- WORKING DATA:
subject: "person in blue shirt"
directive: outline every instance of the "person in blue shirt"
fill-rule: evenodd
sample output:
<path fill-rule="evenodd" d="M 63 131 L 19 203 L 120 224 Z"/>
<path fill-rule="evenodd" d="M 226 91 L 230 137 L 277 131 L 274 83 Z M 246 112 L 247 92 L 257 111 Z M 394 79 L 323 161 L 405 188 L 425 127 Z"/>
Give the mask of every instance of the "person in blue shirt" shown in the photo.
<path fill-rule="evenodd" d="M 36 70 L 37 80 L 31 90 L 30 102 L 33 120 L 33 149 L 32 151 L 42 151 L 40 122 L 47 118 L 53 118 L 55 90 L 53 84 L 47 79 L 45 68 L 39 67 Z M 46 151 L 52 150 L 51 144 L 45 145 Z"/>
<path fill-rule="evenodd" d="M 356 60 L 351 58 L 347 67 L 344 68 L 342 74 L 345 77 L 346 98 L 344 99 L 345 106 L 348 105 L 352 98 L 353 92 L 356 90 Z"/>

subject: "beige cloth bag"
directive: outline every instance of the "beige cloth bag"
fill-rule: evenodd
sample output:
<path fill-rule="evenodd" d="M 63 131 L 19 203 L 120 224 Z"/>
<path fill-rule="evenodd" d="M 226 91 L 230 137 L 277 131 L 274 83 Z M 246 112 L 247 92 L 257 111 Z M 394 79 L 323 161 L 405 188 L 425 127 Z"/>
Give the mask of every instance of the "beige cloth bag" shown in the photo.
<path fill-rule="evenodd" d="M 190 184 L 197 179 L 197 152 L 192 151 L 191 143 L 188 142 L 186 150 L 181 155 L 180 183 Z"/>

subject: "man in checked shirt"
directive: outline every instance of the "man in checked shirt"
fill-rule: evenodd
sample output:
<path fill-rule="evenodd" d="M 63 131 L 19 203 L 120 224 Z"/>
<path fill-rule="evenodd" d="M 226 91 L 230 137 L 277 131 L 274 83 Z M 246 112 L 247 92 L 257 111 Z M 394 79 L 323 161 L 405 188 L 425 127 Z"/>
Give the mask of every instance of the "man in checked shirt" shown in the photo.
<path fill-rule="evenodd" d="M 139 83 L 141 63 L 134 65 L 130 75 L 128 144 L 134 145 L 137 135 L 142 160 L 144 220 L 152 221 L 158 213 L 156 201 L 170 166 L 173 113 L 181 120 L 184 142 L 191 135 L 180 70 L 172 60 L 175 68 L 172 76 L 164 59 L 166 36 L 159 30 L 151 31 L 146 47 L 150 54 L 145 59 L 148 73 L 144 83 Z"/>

- TASK DETAILS:
Identify every line of the data above that contains the word "mask", and copy each of those lines in full.

- SOLVED EXERCISE:
Give the mask of every instance of the "person in blue shirt" shown in the photo.
Give the mask of every instance of the "beige cloth bag" shown in the photo.
Give the mask of every instance of the "man in checked shirt" shown in the photo.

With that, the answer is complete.